[[ Materials provided open ]]

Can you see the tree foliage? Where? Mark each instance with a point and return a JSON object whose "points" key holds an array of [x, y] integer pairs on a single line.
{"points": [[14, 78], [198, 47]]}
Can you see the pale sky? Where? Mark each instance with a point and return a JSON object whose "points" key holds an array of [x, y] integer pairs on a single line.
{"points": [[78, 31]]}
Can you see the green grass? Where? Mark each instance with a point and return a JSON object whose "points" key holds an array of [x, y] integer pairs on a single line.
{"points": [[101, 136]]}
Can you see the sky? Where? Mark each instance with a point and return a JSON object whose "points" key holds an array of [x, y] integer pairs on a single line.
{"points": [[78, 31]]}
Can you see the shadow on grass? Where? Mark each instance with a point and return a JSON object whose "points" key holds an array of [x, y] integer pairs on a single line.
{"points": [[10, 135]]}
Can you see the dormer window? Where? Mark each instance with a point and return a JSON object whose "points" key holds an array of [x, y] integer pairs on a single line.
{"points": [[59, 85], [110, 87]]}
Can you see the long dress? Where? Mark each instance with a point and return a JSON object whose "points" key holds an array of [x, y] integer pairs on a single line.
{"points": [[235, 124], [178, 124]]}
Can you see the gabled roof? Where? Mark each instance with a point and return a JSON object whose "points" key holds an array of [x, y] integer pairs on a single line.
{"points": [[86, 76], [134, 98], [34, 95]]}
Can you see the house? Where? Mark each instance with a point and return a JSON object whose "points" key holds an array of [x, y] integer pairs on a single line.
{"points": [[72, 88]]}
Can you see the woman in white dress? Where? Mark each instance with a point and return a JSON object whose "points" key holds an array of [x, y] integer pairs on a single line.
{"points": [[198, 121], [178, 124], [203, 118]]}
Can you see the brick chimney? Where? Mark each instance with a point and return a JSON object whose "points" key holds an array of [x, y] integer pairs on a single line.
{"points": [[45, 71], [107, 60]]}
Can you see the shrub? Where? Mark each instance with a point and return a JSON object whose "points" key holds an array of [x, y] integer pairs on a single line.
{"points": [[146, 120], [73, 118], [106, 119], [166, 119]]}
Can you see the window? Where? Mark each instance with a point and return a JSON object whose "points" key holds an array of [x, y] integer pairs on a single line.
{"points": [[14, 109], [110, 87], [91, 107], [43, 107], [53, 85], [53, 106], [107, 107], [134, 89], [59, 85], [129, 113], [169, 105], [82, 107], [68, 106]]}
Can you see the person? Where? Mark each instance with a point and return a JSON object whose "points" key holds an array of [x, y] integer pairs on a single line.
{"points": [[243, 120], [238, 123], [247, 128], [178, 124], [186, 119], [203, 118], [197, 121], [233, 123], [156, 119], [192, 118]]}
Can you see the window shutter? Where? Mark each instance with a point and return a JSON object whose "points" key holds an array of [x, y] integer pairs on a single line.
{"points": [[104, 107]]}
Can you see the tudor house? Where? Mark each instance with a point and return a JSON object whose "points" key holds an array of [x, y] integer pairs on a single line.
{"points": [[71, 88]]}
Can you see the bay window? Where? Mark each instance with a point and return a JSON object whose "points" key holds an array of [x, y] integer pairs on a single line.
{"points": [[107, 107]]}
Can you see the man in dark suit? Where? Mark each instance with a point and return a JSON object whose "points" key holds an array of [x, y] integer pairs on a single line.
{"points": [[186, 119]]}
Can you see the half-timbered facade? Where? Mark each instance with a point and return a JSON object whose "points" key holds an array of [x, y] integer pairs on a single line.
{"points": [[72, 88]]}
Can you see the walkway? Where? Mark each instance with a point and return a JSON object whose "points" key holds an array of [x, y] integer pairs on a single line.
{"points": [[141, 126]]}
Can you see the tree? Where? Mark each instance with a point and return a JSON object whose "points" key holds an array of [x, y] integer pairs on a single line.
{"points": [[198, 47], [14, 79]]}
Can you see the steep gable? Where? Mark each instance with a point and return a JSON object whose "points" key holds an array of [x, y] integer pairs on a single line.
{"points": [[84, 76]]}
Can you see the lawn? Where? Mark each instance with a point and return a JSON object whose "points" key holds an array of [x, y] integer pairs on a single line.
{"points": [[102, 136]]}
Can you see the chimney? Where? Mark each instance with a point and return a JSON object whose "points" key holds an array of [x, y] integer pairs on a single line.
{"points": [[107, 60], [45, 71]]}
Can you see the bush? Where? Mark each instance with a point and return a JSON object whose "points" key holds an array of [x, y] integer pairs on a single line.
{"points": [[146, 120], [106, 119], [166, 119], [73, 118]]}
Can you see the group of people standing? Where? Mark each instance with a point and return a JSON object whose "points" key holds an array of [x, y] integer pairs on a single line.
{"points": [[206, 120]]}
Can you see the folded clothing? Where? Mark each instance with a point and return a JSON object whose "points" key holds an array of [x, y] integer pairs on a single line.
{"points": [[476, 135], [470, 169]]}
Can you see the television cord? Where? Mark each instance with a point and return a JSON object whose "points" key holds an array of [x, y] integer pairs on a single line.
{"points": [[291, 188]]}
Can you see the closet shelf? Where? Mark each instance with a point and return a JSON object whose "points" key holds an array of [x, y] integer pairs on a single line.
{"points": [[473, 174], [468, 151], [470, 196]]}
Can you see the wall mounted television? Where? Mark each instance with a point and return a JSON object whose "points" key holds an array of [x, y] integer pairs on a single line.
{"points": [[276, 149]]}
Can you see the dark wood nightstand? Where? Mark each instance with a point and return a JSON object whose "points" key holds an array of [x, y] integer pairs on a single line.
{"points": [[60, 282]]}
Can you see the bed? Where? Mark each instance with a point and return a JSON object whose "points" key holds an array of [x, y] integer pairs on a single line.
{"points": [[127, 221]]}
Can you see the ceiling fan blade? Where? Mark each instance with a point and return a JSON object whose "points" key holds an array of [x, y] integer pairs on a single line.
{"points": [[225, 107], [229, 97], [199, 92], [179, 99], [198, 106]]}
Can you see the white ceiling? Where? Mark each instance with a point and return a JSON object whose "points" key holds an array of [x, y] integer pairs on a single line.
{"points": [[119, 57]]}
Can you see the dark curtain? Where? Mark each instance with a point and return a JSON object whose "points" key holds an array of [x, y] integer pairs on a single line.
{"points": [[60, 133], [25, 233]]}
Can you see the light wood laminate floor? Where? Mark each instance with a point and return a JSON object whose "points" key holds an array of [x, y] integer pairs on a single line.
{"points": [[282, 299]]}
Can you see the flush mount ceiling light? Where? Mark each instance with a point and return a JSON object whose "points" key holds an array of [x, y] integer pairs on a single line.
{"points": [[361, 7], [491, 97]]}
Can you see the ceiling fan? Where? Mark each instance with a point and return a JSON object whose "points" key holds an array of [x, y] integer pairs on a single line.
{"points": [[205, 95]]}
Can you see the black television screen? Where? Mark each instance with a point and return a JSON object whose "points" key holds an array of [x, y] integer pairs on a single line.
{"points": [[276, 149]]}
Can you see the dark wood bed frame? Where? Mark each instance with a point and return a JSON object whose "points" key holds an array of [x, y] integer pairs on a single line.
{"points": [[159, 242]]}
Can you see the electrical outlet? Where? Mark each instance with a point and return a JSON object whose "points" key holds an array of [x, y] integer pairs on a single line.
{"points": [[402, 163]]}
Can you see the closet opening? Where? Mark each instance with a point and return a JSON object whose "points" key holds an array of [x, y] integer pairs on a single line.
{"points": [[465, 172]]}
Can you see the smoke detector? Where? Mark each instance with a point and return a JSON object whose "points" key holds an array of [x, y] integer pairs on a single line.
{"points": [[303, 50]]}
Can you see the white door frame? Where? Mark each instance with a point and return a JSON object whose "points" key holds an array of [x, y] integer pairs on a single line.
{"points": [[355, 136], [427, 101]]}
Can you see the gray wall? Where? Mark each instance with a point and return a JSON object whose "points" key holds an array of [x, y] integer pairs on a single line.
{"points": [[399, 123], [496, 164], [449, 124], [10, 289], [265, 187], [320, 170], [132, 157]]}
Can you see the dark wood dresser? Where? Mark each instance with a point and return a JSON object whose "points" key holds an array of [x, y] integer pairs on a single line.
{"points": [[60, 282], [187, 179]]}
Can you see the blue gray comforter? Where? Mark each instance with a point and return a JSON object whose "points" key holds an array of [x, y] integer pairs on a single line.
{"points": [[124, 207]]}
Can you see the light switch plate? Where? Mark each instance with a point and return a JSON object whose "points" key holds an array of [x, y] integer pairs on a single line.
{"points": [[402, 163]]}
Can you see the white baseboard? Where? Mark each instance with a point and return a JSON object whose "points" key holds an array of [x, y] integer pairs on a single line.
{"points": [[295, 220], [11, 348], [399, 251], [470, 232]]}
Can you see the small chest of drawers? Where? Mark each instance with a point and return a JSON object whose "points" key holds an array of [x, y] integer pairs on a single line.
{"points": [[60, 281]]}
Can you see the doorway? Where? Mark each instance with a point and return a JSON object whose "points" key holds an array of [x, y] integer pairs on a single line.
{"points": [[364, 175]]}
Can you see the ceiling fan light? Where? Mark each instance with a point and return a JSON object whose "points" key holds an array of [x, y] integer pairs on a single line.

[[ Materials provided closed ]]

Problem requirements
This exercise asks for an exact repeat of the lines from the one holding "Can you see the doorway?" through the end of the data above.

Output of the task
Can you see the doorway? Where? Mark each instance with a point and return a JSON object whose "points" key holds an array of [x, y] integer pairs on a single line.
{"points": [[364, 175]]}
Can you see the ceiling fan light? Where? Mark each instance with a point and return a JSON object whose "points" key holds an array of [x, y] integer pairs on a single line.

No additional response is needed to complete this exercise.